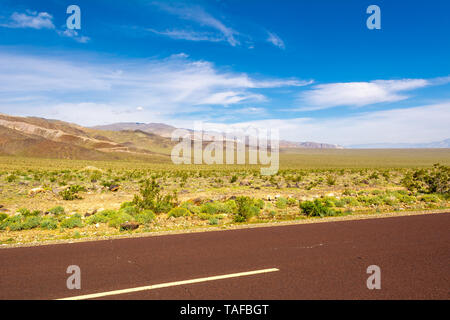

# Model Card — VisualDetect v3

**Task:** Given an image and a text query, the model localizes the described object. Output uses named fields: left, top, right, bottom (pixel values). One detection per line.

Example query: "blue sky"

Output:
left=0, top=0, right=450, bottom=145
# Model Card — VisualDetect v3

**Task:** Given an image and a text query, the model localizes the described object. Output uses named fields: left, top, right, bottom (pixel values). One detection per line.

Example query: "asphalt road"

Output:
left=0, top=213, right=450, bottom=300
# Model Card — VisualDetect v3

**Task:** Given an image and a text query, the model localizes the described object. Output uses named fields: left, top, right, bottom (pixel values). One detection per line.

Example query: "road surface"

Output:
left=0, top=213, right=450, bottom=300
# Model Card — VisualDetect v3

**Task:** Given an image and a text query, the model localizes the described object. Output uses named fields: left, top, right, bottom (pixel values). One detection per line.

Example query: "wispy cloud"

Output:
left=0, top=11, right=55, bottom=29
left=298, top=79, right=442, bottom=111
left=155, top=3, right=240, bottom=47
left=0, top=53, right=308, bottom=124
left=0, top=10, right=90, bottom=43
left=267, top=32, right=285, bottom=49
left=223, top=101, right=450, bottom=145
left=146, top=28, right=224, bottom=42
left=57, top=29, right=91, bottom=43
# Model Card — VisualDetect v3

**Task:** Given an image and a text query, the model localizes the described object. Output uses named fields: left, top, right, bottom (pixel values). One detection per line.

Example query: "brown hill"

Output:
left=0, top=114, right=172, bottom=162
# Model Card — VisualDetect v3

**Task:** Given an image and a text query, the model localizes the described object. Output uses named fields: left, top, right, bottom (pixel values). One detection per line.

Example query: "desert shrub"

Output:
left=59, top=185, right=86, bottom=201
left=86, top=210, right=117, bottom=224
left=180, top=201, right=201, bottom=214
left=327, top=175, right=336, bottom=186
left=6, top=174, right=17, bottom=182
left=419, top=194, right=441, bottom=202
left=275, top=197, right=288, bottom=209
left=108, top=211, right=133, bottom=228
left=0, top=212, right=8, bottom=222
left=401, top=164, right=450, bottom=195
left=233, top=197, right=261, bottom=222
left=383, top=196, right=398, bottom=206
left=209, top=218, right=219, bottom=225
left=48, top=206, right=64, bottom=216
left=168, top=207, right=191, bottom=218
left=0, top=214, right=23, bottom=231
left=17, top=208, right=31, bottom=217
left=39, top=217, right=58, bottom=230
left=120, top=201, right=134, bottom=209
left=395, top=193, right=417, bottom=204
left=333, top=199, right=345, bottom=208
left=200, top=201, right=233, bottom=214
left=120, top=206, right=138, bottom=216
left=22, top=216, right=42, bottom=230
left=60, top=214, right=83, bottom=229
left=135, top=209, right=155, bottom=224
left=132, top=179, right=177, bottom=213
left=300, top=199, right=337, bottom=217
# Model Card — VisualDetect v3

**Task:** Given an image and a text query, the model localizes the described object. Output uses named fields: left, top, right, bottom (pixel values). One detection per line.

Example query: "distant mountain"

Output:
left=92, top=122, right=177, bottom=138
left=0, top=114, right=339, bottom=162
left=347, top=139, right=450, bottom=149
left=280, top=140, right=344, bottom=149
left=92, top=122, right=343, bottom=149
left=0, top=114, right=174, bottom=162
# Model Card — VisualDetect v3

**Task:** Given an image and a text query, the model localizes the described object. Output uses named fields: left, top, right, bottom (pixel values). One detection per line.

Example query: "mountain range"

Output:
left=0, top=114, right=341, bottom=162
left=347, top=139, right=450, bottom=149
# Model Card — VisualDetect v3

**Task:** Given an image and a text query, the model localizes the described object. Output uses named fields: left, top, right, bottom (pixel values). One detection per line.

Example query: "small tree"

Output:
left=132, top=179, right=177, bottom=213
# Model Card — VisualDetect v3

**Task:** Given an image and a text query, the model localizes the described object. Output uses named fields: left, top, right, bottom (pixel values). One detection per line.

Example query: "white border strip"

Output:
left=57, top=268, right=280, bottom=300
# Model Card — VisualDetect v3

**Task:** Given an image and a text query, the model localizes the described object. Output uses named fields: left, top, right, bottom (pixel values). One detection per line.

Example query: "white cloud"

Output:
left=0, top=10, right=90, bottom=43
left=147, top=29, right=225, bottom=42
left=0, top=11, right=55, bottom=29
left=267, top=32, right=285, bottom=49
left=0, top=53, right=308, bottom=124
left=298, top=79, right=431, bottom=110
left=57, top=29, right=91, bottom=43
left=227, top=101, right=450, bottom=145
left=156, top=3, right=240, bottom=47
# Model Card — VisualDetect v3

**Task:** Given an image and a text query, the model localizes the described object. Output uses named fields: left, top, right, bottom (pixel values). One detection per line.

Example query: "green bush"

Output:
left=17, top=208, right=31, bottom=217
left=0, top=212, right=8, bottom=222
left=233, top=197, right=261, bottom=222
left=168, top=207, right=191, bottom=218
left=402, top=164, right=450, bottom=195
left=59, top=185, right=86, bottom=201
left=135, top=209, right=155, bottom=224
left=120, top=201, right=134, bottom=209
left=86, top=210, right=117, bottom=224
left=22, top=216, right=42, bottom=230
left=108, top=211, right=133, bottom=228
left=420, top=194, right=441, bottom=203
left=209, top=218, right=219, bottom=225
left=180, top=201, right=201, bottom=214
left=0, top=214, right=23, bottom=231
left=48, top=206, right=64, bottom=216
left=60, top=214, right=83, bottom=229
left=132, top=179, right=177, bottom=213
left=39, top=217, right=58, bottom=230
left=200, top=200, right=235, bottom=214
left=120, top=206, right=138, bottom=216
left=300, top=199, right=338, bottom=217
left=275, top=197, right=288, bottom=209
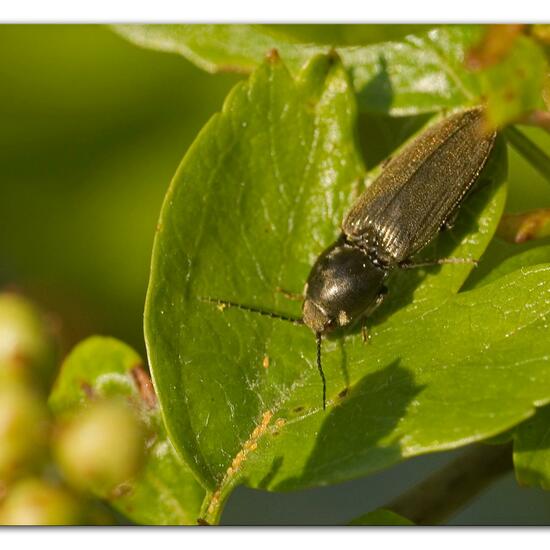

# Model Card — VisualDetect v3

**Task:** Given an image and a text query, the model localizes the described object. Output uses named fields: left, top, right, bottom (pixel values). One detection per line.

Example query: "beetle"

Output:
left=205, top=107, right=496, bottom=409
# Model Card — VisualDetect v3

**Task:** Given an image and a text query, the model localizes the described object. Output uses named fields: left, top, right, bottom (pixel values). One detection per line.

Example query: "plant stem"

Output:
left=504, top=128, right=550, bottom=181
left=383, top=443, right=513, bottom=525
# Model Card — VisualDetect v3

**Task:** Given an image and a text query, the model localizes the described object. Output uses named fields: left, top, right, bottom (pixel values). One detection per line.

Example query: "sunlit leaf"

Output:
left=141, top=57, right=550, bottom=521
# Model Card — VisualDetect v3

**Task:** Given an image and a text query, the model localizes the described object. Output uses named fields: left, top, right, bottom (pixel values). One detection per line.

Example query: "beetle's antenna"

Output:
left=315, top=332, right=327, bottom=410
left=199, top=296, right=304, bottom=325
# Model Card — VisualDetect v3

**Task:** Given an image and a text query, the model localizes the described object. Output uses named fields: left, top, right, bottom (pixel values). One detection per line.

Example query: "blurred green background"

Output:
left=0, top=25, right=550, bottom=524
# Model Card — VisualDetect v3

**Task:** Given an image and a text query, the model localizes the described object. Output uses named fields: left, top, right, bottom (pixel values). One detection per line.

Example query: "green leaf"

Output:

• • • • •

Directions for this task
Write out the entries above verbatim; the pictures do not belong in your copy.

Finished exercise
# Model Card — VisualDetect v3

**Task:** Given an image and a text query, the model localizes the described object. Output uses named fields: left, top, right, bottom (pixel values). One detection per line.

Example query: "blue sky"

Output:
left=0, top=0, right=450, bottom=145
# Model Card — VisualDetect v3

**Task:** Given an image and a text query, the model localizes the described object. Output uses named fields: left, top, right, bottom (pixel values). One detection per line.

Example query: "asphalt road"

Output:
left=0, top=213, right=450, bottom=300
# Model Card — VisualDetect v3

**Task:** Given an image and a text query, the model localizes the described object. Output uses named fields: left, top, right, bottom (pixel values). One detection per line.

Example query: "road surface"

Output:
left=0, top=213, right=450, bottom=300
# Model Card — VisualDetect v3

**Task:** Given an image and a text query, the model localizes the described object. Output uses named fields: left, top, right, bottom (pixel values). One detection per line.

Example query: "wispy cloud"

Output:
left=0, top=11, right=55, bottom=29
left=298, top=79, right=442, bottom=111
left=155, top=3, right=240, bottom=47
left=0, top=53, right=308, bottom=124
left=0, top=10, right=90, bottom=43
left=267, top=32, right=285, bottom=49
left=223, top=101, right=450, bottom=145
left=146, top=28, right=224, bottom=42
left=57, top=29, right=91, bottom=43
# Model Card — VisualDetect v3

**Task:** Given an image and a text query, the model localizes the described object. Output uses named fields: left, top, right, bottom (pixel values). One detection per line.

Example query: "brown hill"

Output:
left=0, top=114, right=172, bottom=162
# Model Card — VisualDetect v3

**Task:** Given an image and a text query, the model localizes the described object. Output uses named fields: left, top, right, bottom (pixel values). One detection per line.

Example query: "desert shrub"

Output:
left=59, top=185, right=86, bottom=201
left=86, top=210, right=117, bottom=224
left=180, top=201, right=201, bottom=214
left=327, top=175, right=336, bottom=186
left=6, top=174, right=17, bottom=182
left=419, top=194, right=441, bottom=202
left=275, top=197, right=288, bottom=209
left=108, top=211, right=133, bottom=228
left=0, top=212, right=8, bottom=222
left=401, top=164, right=450, bottom=195
left=233, top=197, right=261, bottom=222
left=383, top=196, right=398, bottom=206
left=209, top=218, right=219, bottom=225
left=48, top=206, right=64, bottom=216
left=168, top=207, right=191, bottom=218
left=0, top=214, right=23, bottom=231
left=17, top=208, right=31, bottom=217
left=39, top=217, right=58, bottom=230
left=120, top=201, right=134, bottom=209
left=395, top=193, right=417, bottom=204
left=333, top=199, right=345, bottom=208
left=200, top=201, right=233, bottom=214
left=120, top=206, right=138, bottom=216
left=22, top=216, right=42, bottom=230
left=60, top=214, right=83, bottom=229
left=135, top=209, right=155, bottom=224
left=132, top=179, right=177, bottom=213
left=300, top=199, right=337, bottom=217
# Model Card — VisualDetect v3

**Task:** Given an image and a text query, the model localizes the described object. Output uses named fields: left, top, right, bottom (pixel values). One detection per line.

Example query: "distant mountain"

Output:
left=92, top=122, right=177, bottom=138
left=0, top=114, right=339, bottom=162
left=347, top=139, right=450, bottom=149
left=280, top=140, right=344, bottom=149
left=92, top=122, right=343, bottom=149
left=0, top=114, right=174, bottom=162
# Model Card — VisualDetect v3

**Task:** Given an image and a text query, the model localizes the described object. Output uses named fields: left, top, right, bottom (pixel values). One detection per line.

Example query: "mountain range"

Output:
left=0, top=114, right=341, bottom=162
left=347, top=139, right=450, bottom=149
# Model Card — VisualDetect v3

**Task:** Given an image and a text query, the model localizes the described object. Output uses named fields: left, top, right, bottom (pixel values). One detection per line.

Example query: "small tree"

Output:
left=132, top=179, right=177, bottom=213
# Model Card — VisualDetect v3

**Task:** Given an image and a text query, the model localizes the described object. Output uses named fields: left, top, right, bottom (pixel values). One detection per line.

Example query: "white border strip"

Output:
left=57, top=268, right=280, bottom=300
# Model Card — VisualDetect v3

**Task:** Given an image and a text query, the model localizes the described object. Output uses named fields: left, top, right, bottom (pixel values). One detection per line.

Example query: "white cloud"

Output:
left=0, top=10, right=90, bottom=43
left=147, top=29, right=225, bottom=42
left=0, top=11, right=55, bottom=29
left=267, top=32, right=285, bottom=49
left=0, top=53, right=308, bottom=124
left=298, top=79, right=431, bottom=110
left=57, top=29, right=91, bottom=43
left=227, top=101, right=450, bottom=145
left=156, top=3, right=240, bottom=47
# Model Card — VisualDetect v3

**Task:** Given an image and a text query, the model localizes the described object. Output uses named fields: left, top, right, bottom (pixel values). One detection per line.

Example query: "green bush"

Output:
left=17, top=208, right=31, bottom=217
left=0, top=212, right=8, bottom=222
left=233, top=197, right=261, bottom=222
left=168, top=207, right=191, bottom=218
left=402, top=164, right=450, bottom=195
left=59, top=185, right=86, bottom=201
left=135, top=209, right=155, bottom=224
left=120, top=201, right=134, bottom=209
left=86, top=210, right=117, bottom=224
left=22, top=216, right=42, bottom=230
left=108, top=211, right=133, bottom=228
left=420, top=194, right=441, bottom=203
left=209, top=218, right=219, bottom=225
left=180, top=201, right=201, bottom=214
left=0, top=214, right=23, bottom=231
left=48, top=206, right=64, bottom=216
left=60, top=214, right=83, bottom=229
left=132, top=179, right=177, bottom=213
left=39, top=217, right=58, bottom=230
left=200, top=200, right=235, bottom=214
left=120, top=206, right=138, bottom=216
left=300, top=199, right=338, bottom=217
left=275, top=197, right=288, bottom=209

# Model Card — VisualDetect v3

**Task:** Given an image and a text query, the model localizes the described object. Output uses named fields: left, top, right, bottom (pixel values). One detection per line.

Example query: "beetle"

Output:
left=205, top=107, right=496, bottom=409
# Model Card — VisualDetect v3

**Task:** Given an image and a text query, the model localizes the described object. Output uses named fields: left, top, right, bottom (pixel values). One detection per line.

Example query: "plant stem"

Output:
left=504, top=128, right=550, bottom=181
left=383, top=443, right=513, bottom=525
# Model Card — VisualDetect v3

**Task:** Given an image and a text query, the model localizes the described object. Output uses named fields: left, top, right, bottom (pixel values). One detection per line.

Example query: "sunlit leaf"

Output:
left=141, top=57, right=550, bottom=521
# Model Card — VisualDetect v3

**Task:** Given an image and a text query, the model localizes the described object. Output uses named fields: left, top, right, bottom (pixel values). One detection per line.

Example query: "beetle's antenna"

Output:
left=315, top=332, right=327, bottom=410
left=199, top=296, right=304, bottom=325
# Model Card — VisualDetect v3

**Task:** Given an image and a text query, the model localizes the described object. Output uses named fields: left, top, right, bottom (pixel values). One detection per line.

Example query: "blurred green background"

Output:
left=0, top=25, right=550, bottom=524
# Model Card — VisualDetect v3

**Task:** Given an image and a text query, the model localizes the described object. Output uses named fields: left, top, right, bottom (pixel values). One detection per line.

Example query: "green leaf"

Output:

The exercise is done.